■ Trecho de origem
Resumindo, sou recebido pelo cárdio (essa mania que temos de abreviar, para criar uma segurança e intimidade que nós não temos, mas alivia nossos temores, rio disso quando as mulheres dizem gineco e ao homens uro, porque afinal, para mexer nos países baixos tem se ter alguma intimidade, nem que seja um apelido) que me diz com certo extusiamo, um entusiasmo exteriorizado, que do coração não morro.

Tirando o fato de ter aproveitado a vista do consultório para fotografar, de ouvir um caso que me fez rir alto, de ter saído de lá feliz e lampeiro, não concordo com a afirmação do dito.

Do coração não morro.

Como não? Como não morro dele, que ao ouvir uma melodia linda, ele dispara. Aos acordes de algumas músicas especiais, sinto um nó no peito. Se ao pensar em pessoas que me são queridas, queridas, como letras minúsculas, ele esquenta de tal forma que chego a sentir a batida descompassada, perto de meu pescoço, me dando a impressão de que ele cresceu de tal forma que abarcou todo meu peito.

Será que não morro deste coração choroso, que se emociona ao falar do passado, que produz lágrimas, sim, a gente chora primeiro no coração, a vida não te ensinou isso? As lágrimas vem do coração, e que se achar o caminho dos olhos, sai por eles, senão fica contido em nosso peito e carregamos a tristeza embutida em nós mesmos, porque ela vai para o sangue, e daí nos tornamos um corpo cheio de lágrimas, de tristezas ou alegrias, que nos moldam, nos tornam gente humana?

■ Extrato de dados
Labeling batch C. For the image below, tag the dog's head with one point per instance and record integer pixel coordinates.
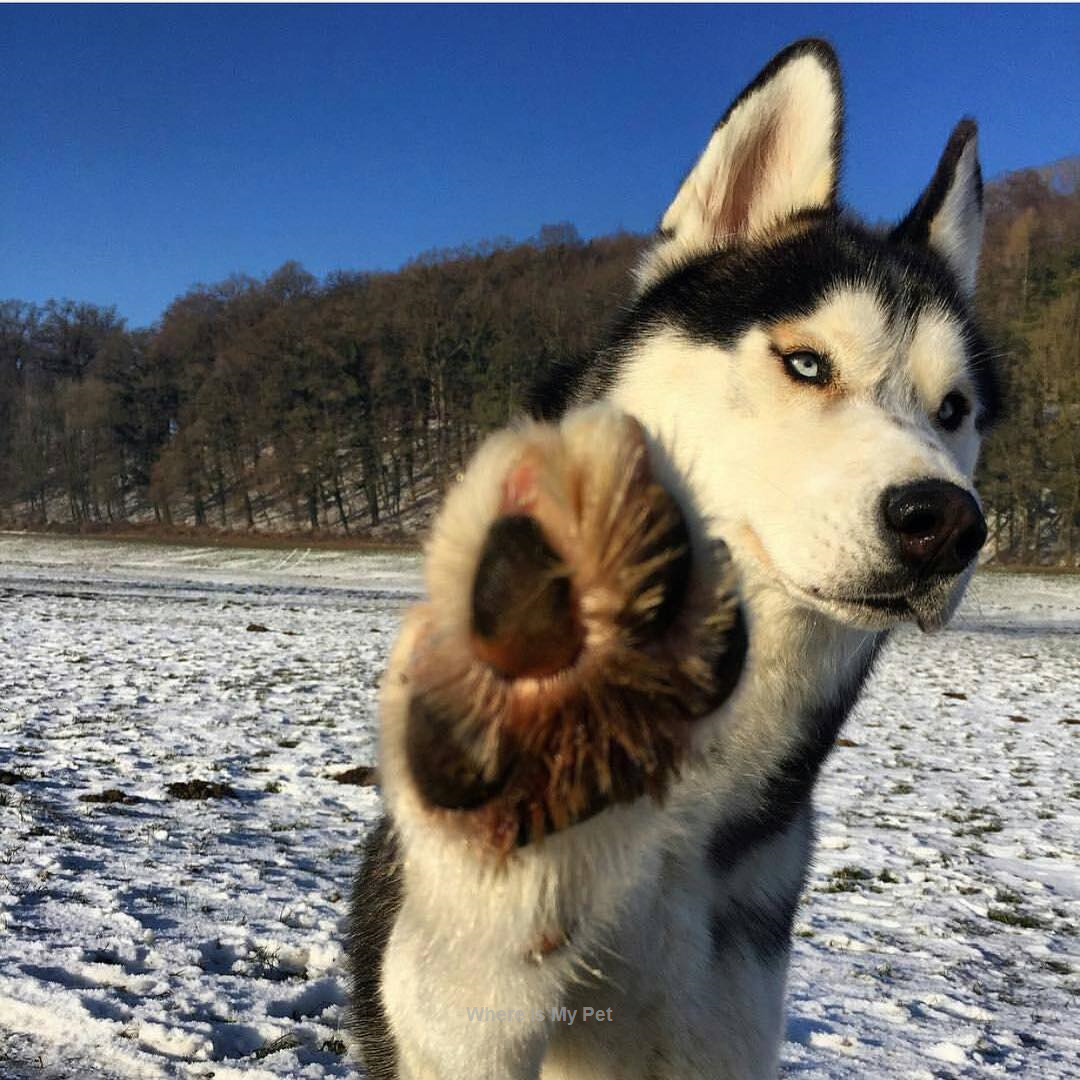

■ Pedido escrito
Por favor, diga se cada afirmação abaixo está de acordo com o trecho de origem, respondendo sim ou não e citando as palavras do trecho que decidem a questão. 1. Quem narra concorda com a afirmação do cardiologista. 2. Ao pensar em pessoas queridas, quem narra sente a batida do coração perto do pescoço. 3. Segundo o trecho, as lágrimas vêm dos olhos.

■ Resultado da tarefa
1. Não: "não concordo com a afirmação do dito."
2. Sim: "chego a sentir a batida descompassada, perto de meu pescoço"
3. Não: "As lágrimas vem do coração"